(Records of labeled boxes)
= = =

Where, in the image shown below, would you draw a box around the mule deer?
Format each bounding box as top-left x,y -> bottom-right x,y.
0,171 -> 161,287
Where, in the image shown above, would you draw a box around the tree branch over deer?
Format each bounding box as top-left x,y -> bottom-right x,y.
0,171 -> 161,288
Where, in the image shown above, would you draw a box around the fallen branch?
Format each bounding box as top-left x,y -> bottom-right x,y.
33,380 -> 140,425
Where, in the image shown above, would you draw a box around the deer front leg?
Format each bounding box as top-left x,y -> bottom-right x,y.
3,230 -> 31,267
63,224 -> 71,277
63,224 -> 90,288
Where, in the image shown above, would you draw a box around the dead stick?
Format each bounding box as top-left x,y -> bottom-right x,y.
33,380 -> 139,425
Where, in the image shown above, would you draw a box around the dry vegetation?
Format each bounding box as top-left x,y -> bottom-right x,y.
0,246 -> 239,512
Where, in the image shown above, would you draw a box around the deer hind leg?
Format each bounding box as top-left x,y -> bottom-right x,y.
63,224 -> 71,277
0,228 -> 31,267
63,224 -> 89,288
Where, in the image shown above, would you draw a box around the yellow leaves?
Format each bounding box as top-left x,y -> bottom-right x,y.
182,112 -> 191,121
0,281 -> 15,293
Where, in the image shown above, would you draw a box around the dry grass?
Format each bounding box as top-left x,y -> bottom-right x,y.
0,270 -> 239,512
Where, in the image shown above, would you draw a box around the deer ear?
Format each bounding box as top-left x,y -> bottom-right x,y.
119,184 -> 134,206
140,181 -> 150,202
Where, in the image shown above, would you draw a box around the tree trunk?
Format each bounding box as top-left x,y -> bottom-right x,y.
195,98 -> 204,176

= = =

▶ **Aim**:
How would the records above read, starting at the line containing "deer front leg?" and ending at the line containing "63,224 -> 90,288", if every coordinate in the bounding-box answers were offset by 150? Write out only those lines, requests included, and leave the requests and their format line unchanged.

▶ **Exercise answer**:
Where, in the image shown above, would you draw a box around the deer front leg?
Format each bounding box as top-left x,y -> bottom-right x,y.
153,380 -> 181,417
213,374 -> 221,427
213,374 -> 240,438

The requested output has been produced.